TASK PROMPT
Omit the images. Restate all of the records word for word.

Point localization data:
________________________

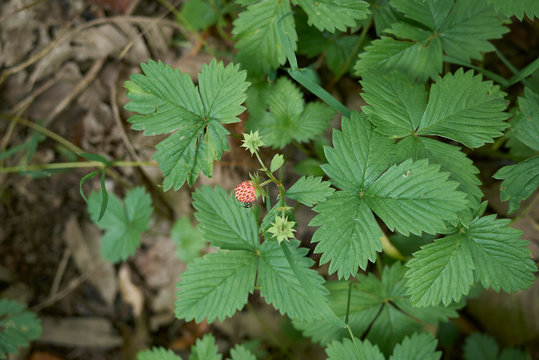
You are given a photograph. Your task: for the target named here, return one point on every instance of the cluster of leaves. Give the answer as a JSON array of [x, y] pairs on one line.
[[18, 326]]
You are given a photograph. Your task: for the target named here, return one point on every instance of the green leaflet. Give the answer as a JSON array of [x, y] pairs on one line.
[[289, 118], [257, 33], [459, 29], [167, 100], [123, 223], [330, 14], [18, 326], [488, 252], [519, 181]]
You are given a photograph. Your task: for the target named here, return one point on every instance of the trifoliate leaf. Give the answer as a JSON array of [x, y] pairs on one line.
[[396, 104], [289, 119], [463, 108], [257, 33], [526, 129], [488, 252], [414, 196], [188, 240], [418, 346], [223, 222], [205, 349], [459, 29], [519, 181], [240, 352], [347, 350], [358, 156], [517, 8], [158, 353], [276, 162], [280, 286], [167, 100], [330, 14], [216, 285], [348, 236], [18, 326], [310, 190], [123, 223]]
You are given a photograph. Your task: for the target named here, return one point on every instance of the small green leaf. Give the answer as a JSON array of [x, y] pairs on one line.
[[310, 190], [18, 326], [519, 181], [276, 162], [123, 223], [216, 285], [157, 353], [205, 349], [330, 15]]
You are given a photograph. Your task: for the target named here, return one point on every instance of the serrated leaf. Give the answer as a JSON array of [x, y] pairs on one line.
[[348, 236], [489, 252], [240, 352], [519, 181], [526, 129], [414, 196], [289, 119], [123, 223], [167, 100], [276, 162], [223, 222], [396, 104], [18, 326], [257, 33], [310, 190], [188, 240], [157, 353], [280, 286], [216, 285], [418, 346], [517, 8], [346, 350], [330, 14], [358, 156], [205, 349], [458, 98]]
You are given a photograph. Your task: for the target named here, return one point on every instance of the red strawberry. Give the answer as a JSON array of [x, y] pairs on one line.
[[245, 192]]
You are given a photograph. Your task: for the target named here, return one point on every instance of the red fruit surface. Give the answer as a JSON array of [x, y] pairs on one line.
[[245, 192]]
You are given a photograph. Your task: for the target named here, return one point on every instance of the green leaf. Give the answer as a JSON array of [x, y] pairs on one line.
[[123, 223], [216, 285], [188, 240], [415, 197], [280, 286], [310, 190], [224, 222], [358, 156], [289, 119], [346, 350], [519, 181], [488, 252], [526, 128], [256, 31], [396, 104], [240, 352], [276, 162], [463, 108], [517, 8], [205, 349], [18, 326], [418, 346], [157, 353], [330, 14], [348, 235], [167, 100]]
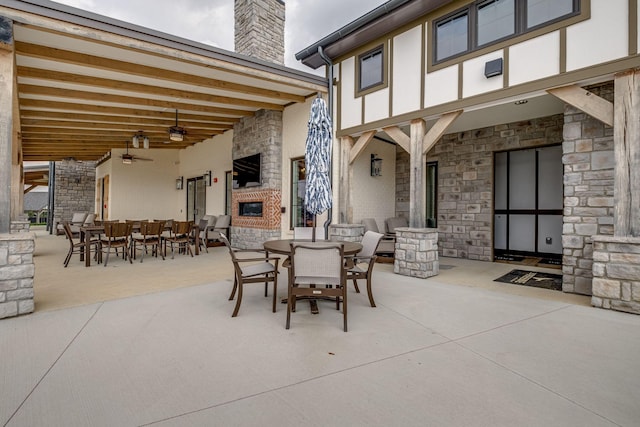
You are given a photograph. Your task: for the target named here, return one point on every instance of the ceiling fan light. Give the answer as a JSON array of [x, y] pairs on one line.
[[176, 135]]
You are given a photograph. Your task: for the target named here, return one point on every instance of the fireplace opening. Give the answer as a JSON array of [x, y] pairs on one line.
[[250, 209]]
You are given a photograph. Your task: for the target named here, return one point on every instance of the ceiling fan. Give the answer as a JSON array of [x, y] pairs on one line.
[[176, 133], [127, 158]]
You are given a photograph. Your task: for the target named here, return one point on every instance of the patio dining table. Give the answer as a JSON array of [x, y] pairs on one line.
[[87, 230]]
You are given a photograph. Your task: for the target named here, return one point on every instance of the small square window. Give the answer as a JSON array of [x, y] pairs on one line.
[[496, 20], [541, 11], [371, 68], [452, 36]]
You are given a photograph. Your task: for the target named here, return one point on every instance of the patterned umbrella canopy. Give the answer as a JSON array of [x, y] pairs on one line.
[[317, 197]]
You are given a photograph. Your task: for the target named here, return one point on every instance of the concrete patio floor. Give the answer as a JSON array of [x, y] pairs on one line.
[[154, 344]]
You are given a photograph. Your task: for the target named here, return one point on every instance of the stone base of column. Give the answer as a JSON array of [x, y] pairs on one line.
[[16, 274], [416, 252], [616, 273]]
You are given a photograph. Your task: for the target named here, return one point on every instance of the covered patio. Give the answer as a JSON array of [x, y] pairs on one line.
[[455, 349]]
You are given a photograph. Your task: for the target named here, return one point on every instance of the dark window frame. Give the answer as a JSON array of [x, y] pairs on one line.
[[471, 10], [359, 68]]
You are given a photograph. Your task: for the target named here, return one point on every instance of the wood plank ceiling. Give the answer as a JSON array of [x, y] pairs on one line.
[[87, 84]]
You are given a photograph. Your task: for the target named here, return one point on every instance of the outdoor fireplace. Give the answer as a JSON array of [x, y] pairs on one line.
[[253, 209]]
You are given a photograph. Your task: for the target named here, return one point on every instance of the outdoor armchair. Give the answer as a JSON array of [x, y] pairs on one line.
[[251, 270], [317, 270], [362, 263]]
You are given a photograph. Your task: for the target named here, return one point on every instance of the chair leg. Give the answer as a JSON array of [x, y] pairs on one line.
[[66, 260], [275, 290], [370, 293], [290, 301], [355, 285], [235, 310], [235, 287], [106, 260]]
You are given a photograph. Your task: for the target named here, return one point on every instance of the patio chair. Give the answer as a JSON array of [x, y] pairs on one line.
[[180, 235], [317, 270], [306, 233], [259, 270], [78, 247], [150, 235], [116, 235], [367, 256]]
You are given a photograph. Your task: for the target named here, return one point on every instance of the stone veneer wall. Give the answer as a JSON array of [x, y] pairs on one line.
[[465, 181], [260, 133], [16, 273], [259, 29], [75, 189], [588, 191], [616, 273]]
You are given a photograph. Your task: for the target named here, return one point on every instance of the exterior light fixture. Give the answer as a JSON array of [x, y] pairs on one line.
[[376, 165]]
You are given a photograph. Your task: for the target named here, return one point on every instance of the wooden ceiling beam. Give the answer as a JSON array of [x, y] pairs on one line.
[[139, 88], [25, 89], [133, 128], [101, 118], [82, 59], [30, 106]]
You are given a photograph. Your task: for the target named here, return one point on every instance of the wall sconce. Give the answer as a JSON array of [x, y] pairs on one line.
[[493, 68], [376, 165]]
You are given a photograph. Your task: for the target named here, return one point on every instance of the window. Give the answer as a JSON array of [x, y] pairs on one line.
[[452, 37], [371, 68], [299, 215], [496, 20], [541, 11], [482, 23]]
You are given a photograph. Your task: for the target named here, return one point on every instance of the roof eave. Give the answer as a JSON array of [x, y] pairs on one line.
[[381, 20]]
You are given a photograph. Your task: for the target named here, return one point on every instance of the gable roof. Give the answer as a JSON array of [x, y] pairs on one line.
[[380, 21]]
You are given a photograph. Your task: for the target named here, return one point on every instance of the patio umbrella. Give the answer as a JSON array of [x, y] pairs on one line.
[[317, 196]]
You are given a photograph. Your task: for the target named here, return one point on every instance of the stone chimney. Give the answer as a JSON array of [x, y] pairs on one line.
[[259, 29]]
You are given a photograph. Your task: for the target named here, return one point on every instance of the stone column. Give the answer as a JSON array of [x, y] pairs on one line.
[[417, 178], [259, 29], [416, 252], [16, 274]]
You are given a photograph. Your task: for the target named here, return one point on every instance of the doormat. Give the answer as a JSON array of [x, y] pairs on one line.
[[532, 278]]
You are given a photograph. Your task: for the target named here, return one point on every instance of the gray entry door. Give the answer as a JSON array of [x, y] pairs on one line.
[[528, 198], [196, 199]]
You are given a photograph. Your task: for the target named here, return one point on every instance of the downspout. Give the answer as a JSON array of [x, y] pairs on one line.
[[52, 196], [327, 61]]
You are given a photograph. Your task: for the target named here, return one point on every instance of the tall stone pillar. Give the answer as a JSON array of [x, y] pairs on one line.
[[259, 29]]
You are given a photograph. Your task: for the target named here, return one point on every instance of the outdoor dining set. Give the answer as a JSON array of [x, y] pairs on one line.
[[316, 270], [131, 237]]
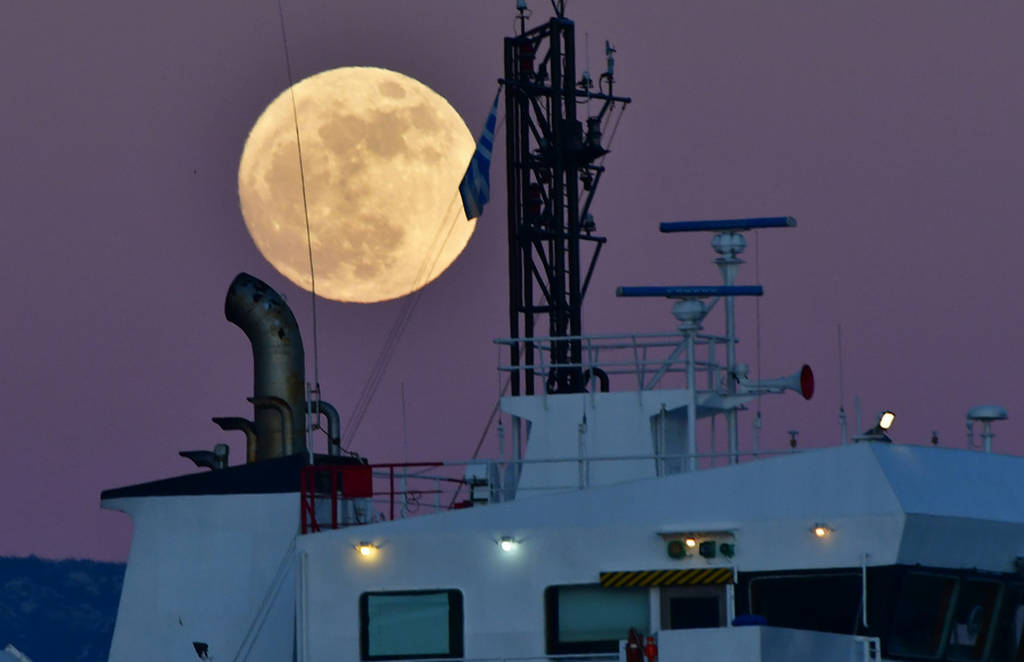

________________________

ANSWER FOR THE TASK
You are given a photograph. Your task: for the target named here, return one point on every instance of the cluster of leaves. Give the answer as a JSON array of [x, y] pairs on one line.
[[18, 326]]
You are given a photograph. Your task: for the target named here, return one point on every instance of the green leaflet. Give the answer as a JSON array of [x, y] pairs on one line.
[[289, 118], [257, 33], [459, 29], [167, 100], [123, 223], [330, 14], [18, 326], [488, 252], [519, 181]]
You are given a photograph. Your task: for the target named here, return one point on every instance of the trifoliate leaf. Give the answer as a JSON array of [x, y] pairs on one line.
[[396, 104], [289, 119], [463, 108], [257, 33], [526, 129], [488, 252], [414, 196], [188, 240], [418, 346], [223, 222], [205, 349], [459, 29], [519, 181], [240, 352], [347, 350], [358, 156], [517, 8], [158, 353], [276, 162], [280, 286], [167, 100], [330, 14], [216, 285], [348, 236], [18, 326], [310, 190], [123, 223]]
You are given a photograph. Your task: for the target named here, return one point on every instance of the small green leaf. Give the answer as a JSON array of [x, y] pairs on one line.
[[310, 190], [18, 326], [519, 181], [276, 162], [123, 223], [216, 285], [157, 353], [205, 349], [330, 15]]
You are given a photograph. Your task: for the target named here, return one point on every instance of the serrated leaf. Give the answer as a JSON array of [x, y] pairs on one line.
[[348, 236], [489, 252], [240, 352], [519, 181], [526, 129], [414, 196], [289, 119], [123, 223], [167, 100], [276, 162], [223, 222], [396, 104], [18, 326], [257, 33], [310, 190], [188, 240], [157, 353], [280, 286], [216, 285], [418, 346], [517, 8], [346, 350], [330, 14], [358, 156], [205, 349], [458, 98]]
You are given a photograph. Your task: for the target named here, return one point on every instance of the red strawberry. Give the answer as a JSON array of [x, y] pairs on one line.
[[245, 192]]
You are given a photograph. Your task: for the target named here, return one point on every instance of the red fruit surface. Give the answer as a JSON array of [x, y] pairs on one line.
[[245, 192]]
You are given a photograph. Your task: for the target named here, return one point on every instance of the green leaf. Give the answer as a JSON array of [x, y] pairs on one line.
[[123, 223], [216, 285], [188, 240], [415, 197], [280, 286], [310, 190], [224, 222], [358, 156], [289, 119], [346, 350], [519, 181], [488, 252], [526, 128], [256, 31], [396, 104], [240, 352], [276, 162], [463, 108], [517, 8], [205, 349], [18, 326], [418, 346], [157, 353], [330, 14], [348, 235], [167, 100]]
You are given a photograph. Your task: for the target named here, return one point on every instance of the ceiling fan light. Give the answer as a JSON array of [x, y] pairs on one line.
[[176, 135]]
You are given a photograph. Your task: for the target named here, return one point on every instance of the fireplace opening. Give the answer as a JSON array of [x, y] pairs on one line.
[[250, 209]]
You are given a photograph. Your task: for the target named here, return one point on every instance of the ceiling fan. Give the answer as a JSON array of [x, y] pairs on one line.
[[176, 133], [127, 158]]
You are given a photograph. Your task: for the target named here, return one point on every instance of the patio dining table. Give the answer as a JSON array of [x, y] pairs on one line.
[[87, 230]]
You are given a photograph. Your task: for the target named here, return one point on every instance of the small square window. Give the answer as a JSON array of [x, y] pairs on one line.
[[496, 20], [541, 11], [371, 68], [452, 36]]
You are given a photograph. Your task: for the target named here, return one point on every instance of the patterned umbrella canopy. Give the answer as a JSON array of [x, y] pairs on one line.
[[317, 197]]
You are given a photograph. Your task: for the target named here, return one point on every instance of the concrete patio floor. Give the answer as a JSON array of [x, y] pairs on one line.
[[154, 344]]
You are given a photograph. Your task: for the target named here, return one point on every instance of the stone base of column. Give the answer as a JSON array of [x, y] pairs on one line.
[[16, 274], [416, 252], [616, 273]]
You are given a photograph. Your task: for the target named here, return one point on every instance of the covered patio. Give the answer as a JSON array of [x, y] pairs on one line.
[[455, 349]]
You are given a photograph. Your task: for the target named here, return one point on every instance of the dark window frame. Give the answer as a JSON array of [x, y] pairs on one line.
[[471, 10], [359, 68]]
You are given a photograph. Your task: for the target named here, return one point on every instance of the wood plank ceiling. Give the answer as a JSON array of [x, y] pairs on one line.
[[87, 84]]
You are given a photograph. Your task: for the target named here, return one point on every instance of the outdoor fireplace. Give the answer as a JSON array of [x, y] pairs on one line.
[[253, 209]]
You are given a photograph. Your task: for the target named here, return one point on every instance of the outdoor armchair. Give the answer as a JSON array of [x, y] pairs on one line.
[[251, 270], [317, 270], [362, 263]]
You are given a photograph. Your task: for the target named here, return one point on every instance of the chair leg. Give the answer as a JSON array of [x, y] pairs on one line.
[[66, 260], [275, 290], [370, 293], [290, 301], [355, 285], [235, 310], [235, 287], [106, 260]]
You are given a photograph. Your task: for the target named here, return one point on every instance of the patio chair. Give the answer as a JSON array of [x, y] pairs on one line.
[[180, 235], [317, 270], [306, 233], [259, 270], [78, 247], [150, 235], [116, 235], [367, 256]]
You are given a photograph. Your task: for the target named here, return one point on every instance of the stone veneer wall. Give the answer as a JSON array of [x, y] pairs on one line.
[[465, 181], [260, 133], [16, 273], [259, 29], [75, 189], [588, 191], [616, 273]]
You are given a photograph. Your task: for the target named here, return one point on every instance of the exterior light fixture. Give the answer as a JSON array of [x, y] pairs on one line.
[[376, 165]]
You are given a photograph. Your task: for the target named here, return one point on every instance of the wooden ceiling beam. Give the answer as a JSON array of [x, y] pairs on one line.
[[139, 88], [25, 89], [133, 128], [101, 118], [82, 59], [30, 106]]
You are given a photograph. Your task: for the target named here, return one point on every instance of the wall sconce. Give the answer as a JSON array of [x, y] pairs on one line.
[[493, 68], [376, 165]]
You are given a photograph. Your task: for the target named here, return one point on every instance of the window. Give the answer as a JSON array of [x, y] pairs on one line.
[[452, 37], [371, 68], [299, 215], [496, 20], [541, 11], [482, 23]]
You are given a photograph. Your task: for the target named here, return one point on every instance of the roof eave. Give the answer as a JSON array of [x, y] pairs on one line.
[[381, 20]]
You are given a photograph. Your task: for the target named here, return one point on every instance of the gable roof. Give the answer as a JSON array of [x, y] pairs on one line.
[[380, 21]]
You are given a photograph. Your task: for the target named here, return one point on every instance of the patio umbrella. Give the answer as a JSON array of [x, y] pairs on one line.
[[317, 196]]
You are given a photograph. Your task: for the target named here, return one point on every instance of the stone chimney. Give the answer as a JSON array of [x, y] pairs on one line.
[[259, 29]]
You are given a photograph. Your task: for the target named here, return one point on every instance of the stone column. Give the answer as a JSON array of [x, y] pairs on one line.
[[417, 178], [259, 29], [416, 252], [16, 274]]
You are given a photograph. Your task: for the target named here, return one point on every instance of the doormat. Give the answer as a JSON array of [x, y] pairs on one line.
[[532, 278]]
You are given a photograph. Your task: for the target named here, return one point on every instance of the gray entry door. Give the answer as a JSON array of [x, y] pairs on one line.
[[528, 198], [196, 199]]
You are given a photograph. Your task: for the target named here, return one point on every instance of the downspout. Give the answer as a JSON array of [x, y] pairs on one line.
[[52, 196], [327, 61]]
You are given a photograph. Your task: for the target named here, return one point on every instance of the tall stone pillar. Give the answer as a JSON array of [x, y] pairs on one line.
[[259, 29]]
You are given a photograph. Your task: for the target named here, return one point on every instance of the outdoor dining set. Give the answer as a JSON array of [x, y] pairs on one line.
[[316, 270], [131, 237]]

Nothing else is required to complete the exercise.